GIVEN PROBLEM A
Count the lines in the records below that contain the string "bare", treating uppercase and lowercase as different, and give only the number.

# Age of Empires III CRC Mismatch?



## The Infinity (May 12, 2005)

Everytime I try to join an Age of Empire III Online Server I get "CRC Mismatch". Is this a setting I need to correct? I have the latest patch downloaded and installed but it seems I get this error no matter which one I try to join. Maybe it's because I don't have a high level city? I'm only Level 3 :*(

- If anyone knows what to do please help.


----------



## Couriant (Mar 26, 2002)

It's none of that. It's something to do with the coding. Since I cannot go to the site (restricted by the network administrator) try here.

One question which I need to ask, is the game from an original CD or downloaded? That could also be a factor.


----------



## ssds (Jan 13, 2006)

Try turning your firewall off, the same things happens to me in Command & Conquer....just EA bugs, Make sure to turn off windows firewall and the secondary one if you have it


----------



## The Infinity (May 12, 2005)

Tidus4Yuna said:


> It's none of that. It's something to do with the coding. Since I cannot go to the site (restricted by the network administrator) try here.
> 
> One question which I need to ask, is the game from an original CD or downloaded? That could also be a factor.


It's a 100% legit copy of Age of Empires 3. I bought it from EB Games.


----------



## The Infinity (May 12, 2005)

And also the link you provided above was invalid.


----------



## Couriant (Mar 26, 2002)

Sorry about the link. Like I said I was denied at my schools proxy... though I did google it so I thought it was a good link.


----------

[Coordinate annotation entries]
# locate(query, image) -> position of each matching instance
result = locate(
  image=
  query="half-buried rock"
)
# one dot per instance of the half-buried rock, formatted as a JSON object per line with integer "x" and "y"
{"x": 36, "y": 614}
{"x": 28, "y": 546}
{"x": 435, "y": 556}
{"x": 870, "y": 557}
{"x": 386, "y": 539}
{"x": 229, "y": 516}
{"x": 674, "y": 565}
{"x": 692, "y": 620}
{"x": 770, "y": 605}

--

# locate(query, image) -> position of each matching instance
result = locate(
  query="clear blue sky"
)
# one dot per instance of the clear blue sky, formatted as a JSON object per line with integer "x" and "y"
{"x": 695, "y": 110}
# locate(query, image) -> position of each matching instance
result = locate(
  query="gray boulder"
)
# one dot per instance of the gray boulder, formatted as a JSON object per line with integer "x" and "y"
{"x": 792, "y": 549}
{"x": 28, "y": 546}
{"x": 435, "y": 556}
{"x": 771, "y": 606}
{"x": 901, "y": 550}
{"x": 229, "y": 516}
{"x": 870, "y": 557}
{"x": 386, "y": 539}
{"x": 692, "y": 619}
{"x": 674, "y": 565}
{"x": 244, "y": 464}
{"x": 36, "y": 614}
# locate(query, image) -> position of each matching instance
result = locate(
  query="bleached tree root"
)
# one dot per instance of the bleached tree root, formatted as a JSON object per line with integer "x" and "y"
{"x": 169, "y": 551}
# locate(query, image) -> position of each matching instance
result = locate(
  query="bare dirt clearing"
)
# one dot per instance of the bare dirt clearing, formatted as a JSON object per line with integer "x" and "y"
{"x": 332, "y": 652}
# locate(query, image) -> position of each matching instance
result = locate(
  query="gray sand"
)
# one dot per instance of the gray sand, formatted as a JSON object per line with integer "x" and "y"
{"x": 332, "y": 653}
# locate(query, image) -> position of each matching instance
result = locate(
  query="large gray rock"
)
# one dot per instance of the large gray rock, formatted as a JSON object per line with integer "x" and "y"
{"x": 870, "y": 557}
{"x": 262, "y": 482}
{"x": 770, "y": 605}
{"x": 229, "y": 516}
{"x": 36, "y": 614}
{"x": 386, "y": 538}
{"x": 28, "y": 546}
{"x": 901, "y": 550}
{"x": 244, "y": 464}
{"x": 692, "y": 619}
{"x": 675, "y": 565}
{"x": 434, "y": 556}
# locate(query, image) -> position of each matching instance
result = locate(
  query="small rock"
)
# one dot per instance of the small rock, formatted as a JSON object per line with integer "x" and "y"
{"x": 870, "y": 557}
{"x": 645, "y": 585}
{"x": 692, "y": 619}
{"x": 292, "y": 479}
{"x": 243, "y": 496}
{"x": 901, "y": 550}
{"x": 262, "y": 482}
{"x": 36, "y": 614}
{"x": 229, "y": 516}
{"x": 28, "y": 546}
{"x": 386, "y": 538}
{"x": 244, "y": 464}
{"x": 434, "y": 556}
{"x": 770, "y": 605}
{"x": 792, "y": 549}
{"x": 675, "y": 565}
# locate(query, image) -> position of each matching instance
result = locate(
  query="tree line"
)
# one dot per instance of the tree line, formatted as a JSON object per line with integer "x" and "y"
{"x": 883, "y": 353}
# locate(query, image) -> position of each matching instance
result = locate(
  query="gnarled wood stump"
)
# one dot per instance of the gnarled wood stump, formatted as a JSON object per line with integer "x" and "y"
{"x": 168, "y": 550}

GIVEN PROBLEM B
From the forum thread about the Age of Empires III CRC mismatch, print the passage starting at "It's a 100%" and ending at "above was invalid.".

FINAL ANSWER A
2

FINAL ANSWER B
It's a 100% legit copy of Age of Empires 3. I bought it from EB Games.


----------



## The Infinity (May 12, 2005)

And also the link you provided above was invalid.